**Your goal:** Retype the lines below without any changes.
++++++++++++++++++++
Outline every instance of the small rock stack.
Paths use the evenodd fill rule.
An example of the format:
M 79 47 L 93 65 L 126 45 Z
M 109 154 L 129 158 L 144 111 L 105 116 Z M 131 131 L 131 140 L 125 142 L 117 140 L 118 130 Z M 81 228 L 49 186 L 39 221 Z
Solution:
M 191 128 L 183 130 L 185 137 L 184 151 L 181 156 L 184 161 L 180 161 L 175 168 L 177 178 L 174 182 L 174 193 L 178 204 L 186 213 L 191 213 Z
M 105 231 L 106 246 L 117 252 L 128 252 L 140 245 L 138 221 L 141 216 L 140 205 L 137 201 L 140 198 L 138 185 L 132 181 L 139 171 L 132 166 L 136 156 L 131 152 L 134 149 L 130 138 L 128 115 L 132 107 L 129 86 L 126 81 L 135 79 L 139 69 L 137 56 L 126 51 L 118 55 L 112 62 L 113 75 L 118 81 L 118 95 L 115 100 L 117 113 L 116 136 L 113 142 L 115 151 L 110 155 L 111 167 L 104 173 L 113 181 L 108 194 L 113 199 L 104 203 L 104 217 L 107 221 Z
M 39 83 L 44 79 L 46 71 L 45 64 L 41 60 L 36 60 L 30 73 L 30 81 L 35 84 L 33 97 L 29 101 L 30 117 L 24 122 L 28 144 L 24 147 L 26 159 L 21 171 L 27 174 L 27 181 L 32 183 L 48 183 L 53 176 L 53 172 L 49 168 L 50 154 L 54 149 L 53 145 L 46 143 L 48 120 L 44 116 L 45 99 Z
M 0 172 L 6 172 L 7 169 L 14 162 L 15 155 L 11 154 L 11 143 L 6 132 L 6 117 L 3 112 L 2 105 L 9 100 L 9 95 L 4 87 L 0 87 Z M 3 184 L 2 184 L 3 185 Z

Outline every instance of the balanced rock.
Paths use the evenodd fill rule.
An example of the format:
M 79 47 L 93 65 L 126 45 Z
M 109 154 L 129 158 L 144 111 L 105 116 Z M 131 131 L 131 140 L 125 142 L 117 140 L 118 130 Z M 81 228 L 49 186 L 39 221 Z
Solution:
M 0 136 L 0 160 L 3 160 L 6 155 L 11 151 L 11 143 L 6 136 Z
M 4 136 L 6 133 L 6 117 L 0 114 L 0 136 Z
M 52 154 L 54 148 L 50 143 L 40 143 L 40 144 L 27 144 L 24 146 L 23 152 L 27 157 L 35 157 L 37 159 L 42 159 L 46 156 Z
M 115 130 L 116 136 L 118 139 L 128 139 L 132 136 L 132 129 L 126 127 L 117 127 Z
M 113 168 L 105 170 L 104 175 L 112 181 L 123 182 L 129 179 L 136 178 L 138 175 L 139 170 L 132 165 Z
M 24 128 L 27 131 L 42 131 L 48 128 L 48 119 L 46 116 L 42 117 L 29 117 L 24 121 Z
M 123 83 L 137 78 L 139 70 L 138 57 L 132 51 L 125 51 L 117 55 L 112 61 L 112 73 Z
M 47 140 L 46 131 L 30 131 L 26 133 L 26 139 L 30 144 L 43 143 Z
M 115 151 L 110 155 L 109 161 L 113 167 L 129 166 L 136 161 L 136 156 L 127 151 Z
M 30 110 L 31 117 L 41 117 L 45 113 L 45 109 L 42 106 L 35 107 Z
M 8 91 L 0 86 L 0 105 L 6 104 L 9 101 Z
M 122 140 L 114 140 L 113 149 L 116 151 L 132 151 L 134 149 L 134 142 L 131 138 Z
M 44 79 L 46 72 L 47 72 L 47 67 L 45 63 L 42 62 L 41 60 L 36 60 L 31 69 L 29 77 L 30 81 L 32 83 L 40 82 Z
++++++++++++++++++++
**Response for this exercise:**
Outline every instance of the small rock stack.
Paths use the evenodd fill rule.
An example of the format:
M 79 47 L 93 65 L 126 45 Z
M 109 154 L 129 158 L 144 111 L 105 116 Z M 131 131 L 131 140 L 125 142 L 117 140 L 118 130 Z M 81 228 L 49 186 L 39 221 Z
Solution:
M 191 128 L 183 130 L 185 137 L 184 151 L 181 156 L 184 161 L 180 161 L 175 168 L 177 178 L 174 182 L 174 193 L 178 204 L 186 213 L 191 213 Z
M 105 231 L 106 246 L 117 252 L 128 252 L 140 245 L 138 221 L 141 216 L 140 205 L 137 201 L 140 198 L 138 185 L 132 181 L 139 171 L 132 166 L 136 156 L 131 152 L 134 149 L 130 138 L 128 115 L 132 107 L 129 86 L 126 81 L 135 79 L 139 69 L 137 56 L 126 51 L 118 55 L 112 62 L 113 75 L 118 81 L 118 95 L 115 100 L 117 113 L 116 136 L 113 142 L 115 151 L 110 155 L 111 167 L 104 173 L 113 181 L 108 194 L 113 199 L 104 203 L 104 217 L 107 221 Z
M 39 83 L 44 79 L 46 71 L 45 64 L 41 60 L 36 60 L 30 73 L 30 81 L 35 84 L 33 97 L 29 101 L 30 117 L 24 122 L 28 144 L 24 147 L 26 159 L 21 171 L 27 174 L 27 181 L 32 183 L 48 183 L 53 176 L 53 172 L 49 168 L 50 154 L 54 149 L 53 145 L 46 143 L 48 120 L 44 116 L 45 99 Z
M 0 172 L 6 172 L 7 169 L 14 162 L 15 155 L 11 154 L 11 143 L 6 132 L 6 117 L 3 112 L 2 105 L 9 100 L 9 95 L 4 87 L 0 87 Z M 3 184 L 2 184 L 3 185 Z

Outline every instance of the balanced rock.
Paths use the evenodd fill rule.
An example of the format:
M 79 47 L 93 65 L 126 45 Z
M 109 154 L 129 158 L 144 111 L 105 116 Z M 131 131 L 131 140 L 125 142 L 117 140 L 118 130 Z M 81 228 L 49 186 L 39 221 Z
Solution:
M 0 136 L 0 160 L 3 160 L 6 155 L 11 151 L 11 143 L 6 136 Z
M 4 136 L 6 133 L 6 117 L 0 114 L 0 136 Z
M 52 154 L 54 148 L 50 143 L 40 143 L 40 144 L 27 144 L 24 146 L 23 152 L 27 157 L 35 157 L 37 159 L 42 159 L 46 156 Z
M 115 130 L 116 136 L 118 139 L 128 139 L 132 136 L 132 129 L 126 127 L 117 127 Z
M 113 168 L 105 170 L 104 175 L 112 181 L 123 182 L 129 179 L 136 178 L 138 175 L 139 170 L 132 165 Z
M 24 128 L 27 131 L 42 131 L 48 128 L 48 119 L 46 116 L 42 117 L 29 117 L 24 121 Z
M 123 83 L 137 78 L 139 70 L 138 57 L 132 51 L 125 51 L 117 55 L 112 61 L 112 73 Z
M 47 140 L 46 131 L 30 131 L 26 133 L 26 139 L 30 144 L 43 143 Z
M 115 151 L 110 155 L 109 161 L 113 167 L 129 166 L 136 161 L 136 156 L 127 151 Z
M 30 110 L 31 117 L 41 117 L 45 113 L 45 109 L 42 106 L 35 107 Z
M 8 91 L 0 86 L 0 105 L 6 104 L 9 101 Z
M 122 140 L 114 140 L 113 149 L 116 151 L 132 151 L 134 149 L 134 142 L 131 138 Z
M 44 79 L 46 72 L 47 72 L 47 67 L 45 63 L 42 62 L 41 60 L 36 60 L 31 69 L 29 77 L 30 81 L 32 83 L 40 82 Z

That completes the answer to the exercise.